◆ Supplied passage:
----

The CIS memo is demonstrably
wrong on the law. That is an
irrefutable fact. The problem
is that as with so many other
CIS policies that are without
legal foundation, the agency
will follow them no matter what
the law provides. The issue
thus becomes how to deal with
CIS adjudicators until the
legality of this policy memo is
decided in the courts.
The CIS memo lists eleven
criteria that they feel are
important in determining
whether an employer-employee
relationship exists. The memo
states:
“The petitioner
must be able to establish that
it has the right to control
over when, where, and how
the beneficiary performs the
job and USCIS will consider the
following to make such a
determination (with no one
factor being decisive)”
Even though the memo explicitly
states that “no one factor [is]
decisive” we have no doubt that
CIS adjudicators will try to
require proof as to each of the
eleven enumerated factors.
Let’s examine those factors
individually, and what can be
done to deal with them:
(1)Does the petitioner
supervise the beneficiary and
is such supervision off-site or
on-site?
The memo does
not define “supervise.” The
dictionary definition is:
·oversee:
watch and direct; "Who is
overseeing this project?"
·monitor:
keep tabs on; keep an eye on;
keep under surveillance; "we
are monitoring the air
quality"; "the police monitor
the suspect's moves"
Petitioners need to
describe how they will
supervise their employees
working at third party sites.
This might involve having an
on-site supervisor (another
employee on the same project)
or having the employee send
back regular reports.
(2)If the supervision is
off-site, how does the
petitioner maintain such
supervision, i.e. weekly
calls, reporting back to main
office routinely, or site
visits by the petitioner?
To the extent that the
employee reports back to
company headquarters, the
company needs to keep detailed
records and archive these
reports. If the petitioner
makes site visits, again the
petitioner needs to document
these visits carefully.
(3)Does the petitioner have the
right to control the work of
the beneficiary on a day-to-day
basis if such control is
required?

----

◆ Excerpts from segmentation records:
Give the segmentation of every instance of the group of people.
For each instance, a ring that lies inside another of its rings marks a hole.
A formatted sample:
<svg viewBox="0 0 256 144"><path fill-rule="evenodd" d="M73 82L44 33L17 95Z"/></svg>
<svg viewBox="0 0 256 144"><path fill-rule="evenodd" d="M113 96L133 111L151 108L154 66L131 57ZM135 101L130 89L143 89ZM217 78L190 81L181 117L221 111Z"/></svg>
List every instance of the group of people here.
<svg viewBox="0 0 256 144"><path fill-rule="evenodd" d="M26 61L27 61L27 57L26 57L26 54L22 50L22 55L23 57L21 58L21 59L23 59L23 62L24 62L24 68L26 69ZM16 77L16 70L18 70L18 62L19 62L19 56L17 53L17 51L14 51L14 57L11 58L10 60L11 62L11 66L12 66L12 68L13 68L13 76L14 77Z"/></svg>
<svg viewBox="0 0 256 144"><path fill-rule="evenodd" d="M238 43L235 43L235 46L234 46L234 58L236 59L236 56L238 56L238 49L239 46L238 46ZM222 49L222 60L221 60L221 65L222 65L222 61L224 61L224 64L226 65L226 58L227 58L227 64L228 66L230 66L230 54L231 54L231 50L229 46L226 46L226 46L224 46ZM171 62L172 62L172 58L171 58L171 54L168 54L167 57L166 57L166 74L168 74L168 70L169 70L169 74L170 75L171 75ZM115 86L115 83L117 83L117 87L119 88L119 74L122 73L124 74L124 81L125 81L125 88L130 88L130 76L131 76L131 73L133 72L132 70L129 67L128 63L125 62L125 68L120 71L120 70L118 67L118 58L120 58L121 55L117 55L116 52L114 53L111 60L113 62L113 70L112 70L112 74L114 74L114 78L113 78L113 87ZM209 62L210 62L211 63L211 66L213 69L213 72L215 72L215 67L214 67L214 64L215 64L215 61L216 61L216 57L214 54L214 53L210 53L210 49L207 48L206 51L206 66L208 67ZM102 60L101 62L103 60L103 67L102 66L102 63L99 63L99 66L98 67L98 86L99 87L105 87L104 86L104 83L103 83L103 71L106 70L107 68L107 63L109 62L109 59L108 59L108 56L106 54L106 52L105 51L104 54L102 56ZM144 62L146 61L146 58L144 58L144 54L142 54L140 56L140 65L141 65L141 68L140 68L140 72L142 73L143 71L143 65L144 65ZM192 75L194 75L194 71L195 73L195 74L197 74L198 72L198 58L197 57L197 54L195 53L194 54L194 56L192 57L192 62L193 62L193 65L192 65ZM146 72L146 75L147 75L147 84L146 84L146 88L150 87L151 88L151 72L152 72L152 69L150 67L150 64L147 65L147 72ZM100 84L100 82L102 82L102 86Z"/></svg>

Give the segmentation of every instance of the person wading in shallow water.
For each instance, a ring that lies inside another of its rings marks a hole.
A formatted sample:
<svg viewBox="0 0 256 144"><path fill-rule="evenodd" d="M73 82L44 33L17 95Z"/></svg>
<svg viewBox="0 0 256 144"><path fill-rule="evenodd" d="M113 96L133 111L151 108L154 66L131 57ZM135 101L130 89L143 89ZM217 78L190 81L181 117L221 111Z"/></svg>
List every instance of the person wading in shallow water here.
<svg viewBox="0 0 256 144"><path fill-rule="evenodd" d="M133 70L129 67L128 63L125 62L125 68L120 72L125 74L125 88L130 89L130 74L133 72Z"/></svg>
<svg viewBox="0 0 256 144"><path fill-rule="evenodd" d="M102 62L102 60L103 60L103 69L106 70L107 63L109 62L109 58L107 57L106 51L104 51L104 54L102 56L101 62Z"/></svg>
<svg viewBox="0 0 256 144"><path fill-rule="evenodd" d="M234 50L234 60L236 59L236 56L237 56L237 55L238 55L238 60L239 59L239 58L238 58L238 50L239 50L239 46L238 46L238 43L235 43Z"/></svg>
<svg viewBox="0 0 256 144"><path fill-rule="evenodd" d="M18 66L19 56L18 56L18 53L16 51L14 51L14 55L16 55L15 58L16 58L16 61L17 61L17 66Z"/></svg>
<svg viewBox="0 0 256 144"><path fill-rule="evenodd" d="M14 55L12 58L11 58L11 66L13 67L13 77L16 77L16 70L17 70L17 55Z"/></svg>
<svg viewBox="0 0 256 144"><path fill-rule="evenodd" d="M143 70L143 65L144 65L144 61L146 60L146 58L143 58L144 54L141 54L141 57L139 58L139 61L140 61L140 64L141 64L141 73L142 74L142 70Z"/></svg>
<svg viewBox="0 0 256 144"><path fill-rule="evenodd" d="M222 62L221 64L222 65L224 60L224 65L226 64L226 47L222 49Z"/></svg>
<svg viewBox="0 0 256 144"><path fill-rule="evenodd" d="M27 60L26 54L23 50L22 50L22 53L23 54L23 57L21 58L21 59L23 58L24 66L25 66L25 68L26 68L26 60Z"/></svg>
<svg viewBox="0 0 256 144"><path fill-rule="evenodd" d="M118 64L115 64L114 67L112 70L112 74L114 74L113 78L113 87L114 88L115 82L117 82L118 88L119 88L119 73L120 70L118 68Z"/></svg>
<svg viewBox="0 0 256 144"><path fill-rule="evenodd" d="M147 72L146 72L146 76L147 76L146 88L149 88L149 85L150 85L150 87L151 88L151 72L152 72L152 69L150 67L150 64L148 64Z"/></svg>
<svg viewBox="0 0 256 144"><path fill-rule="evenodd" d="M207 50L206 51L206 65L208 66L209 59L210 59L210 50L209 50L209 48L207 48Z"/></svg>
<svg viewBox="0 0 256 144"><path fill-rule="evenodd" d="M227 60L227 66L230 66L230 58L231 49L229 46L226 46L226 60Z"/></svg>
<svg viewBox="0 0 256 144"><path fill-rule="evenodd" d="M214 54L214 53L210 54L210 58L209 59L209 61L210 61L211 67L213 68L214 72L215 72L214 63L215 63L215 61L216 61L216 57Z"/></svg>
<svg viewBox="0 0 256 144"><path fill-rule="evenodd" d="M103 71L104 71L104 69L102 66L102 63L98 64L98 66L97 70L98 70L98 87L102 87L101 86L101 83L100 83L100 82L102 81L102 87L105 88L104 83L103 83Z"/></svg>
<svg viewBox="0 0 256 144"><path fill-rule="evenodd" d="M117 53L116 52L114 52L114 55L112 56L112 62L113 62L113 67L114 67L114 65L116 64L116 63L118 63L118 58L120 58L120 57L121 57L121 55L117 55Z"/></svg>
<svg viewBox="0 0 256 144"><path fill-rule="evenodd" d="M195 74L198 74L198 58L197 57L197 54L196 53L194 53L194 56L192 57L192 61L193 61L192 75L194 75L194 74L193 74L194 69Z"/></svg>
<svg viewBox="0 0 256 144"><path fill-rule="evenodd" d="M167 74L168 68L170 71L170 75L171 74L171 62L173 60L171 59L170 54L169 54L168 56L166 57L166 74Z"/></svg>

----

◆ To do:
From the text on the CIS memo, pull out everything from "Petitioners need to" down to "the same project)". Rely only on the text about the CIS memo.

◆ Worked answer:
Petitioners need to
describe how they will
supervise their employees
working at third party sites.
This might involve having an
on-site supervisor (another
employee on the same project)